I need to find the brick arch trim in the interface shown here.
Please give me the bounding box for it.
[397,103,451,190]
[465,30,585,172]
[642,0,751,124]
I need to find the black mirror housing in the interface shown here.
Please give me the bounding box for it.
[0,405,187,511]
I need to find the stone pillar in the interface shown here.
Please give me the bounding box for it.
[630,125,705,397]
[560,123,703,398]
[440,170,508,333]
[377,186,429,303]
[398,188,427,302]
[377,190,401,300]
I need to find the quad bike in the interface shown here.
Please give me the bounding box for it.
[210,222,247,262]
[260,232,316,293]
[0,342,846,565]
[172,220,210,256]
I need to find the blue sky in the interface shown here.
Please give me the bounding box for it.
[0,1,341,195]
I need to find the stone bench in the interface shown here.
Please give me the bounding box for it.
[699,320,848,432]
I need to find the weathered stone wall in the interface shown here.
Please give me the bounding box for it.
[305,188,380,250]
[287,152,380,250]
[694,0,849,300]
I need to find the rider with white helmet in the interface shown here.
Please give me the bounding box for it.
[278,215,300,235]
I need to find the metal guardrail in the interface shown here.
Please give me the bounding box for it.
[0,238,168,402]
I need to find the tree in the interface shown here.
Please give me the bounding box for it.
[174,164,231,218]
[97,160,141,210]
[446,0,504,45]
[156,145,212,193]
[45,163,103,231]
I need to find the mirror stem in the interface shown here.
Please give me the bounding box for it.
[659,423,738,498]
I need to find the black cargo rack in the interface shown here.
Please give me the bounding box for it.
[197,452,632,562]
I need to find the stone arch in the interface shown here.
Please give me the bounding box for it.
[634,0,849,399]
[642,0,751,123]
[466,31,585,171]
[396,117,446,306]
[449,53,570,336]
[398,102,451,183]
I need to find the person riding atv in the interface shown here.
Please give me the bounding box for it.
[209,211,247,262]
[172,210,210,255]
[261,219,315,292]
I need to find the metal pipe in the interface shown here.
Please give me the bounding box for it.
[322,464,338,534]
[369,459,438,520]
• • •
◆ Work required:
The sole thing to report is how many lines in the data hold the string "mirror".

◆ Written answer:
2